=== Provided entries ===

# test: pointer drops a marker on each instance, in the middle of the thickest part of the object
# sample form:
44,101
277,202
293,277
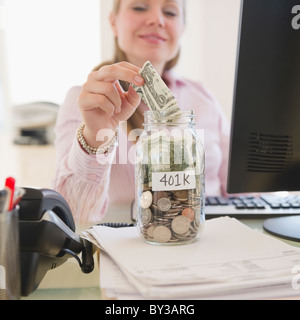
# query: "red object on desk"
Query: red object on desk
10,186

===

• _Task instructions_: Please return every line of the data above word for word, leaving out the pictures.

• _Full solution_:
# test: pointer drops a marker on each instance, in the middle of the thickest part of the object
# sample form:
44,101
277,202
293,277
# query: "red object on desk"
Query: red object on desk
10,186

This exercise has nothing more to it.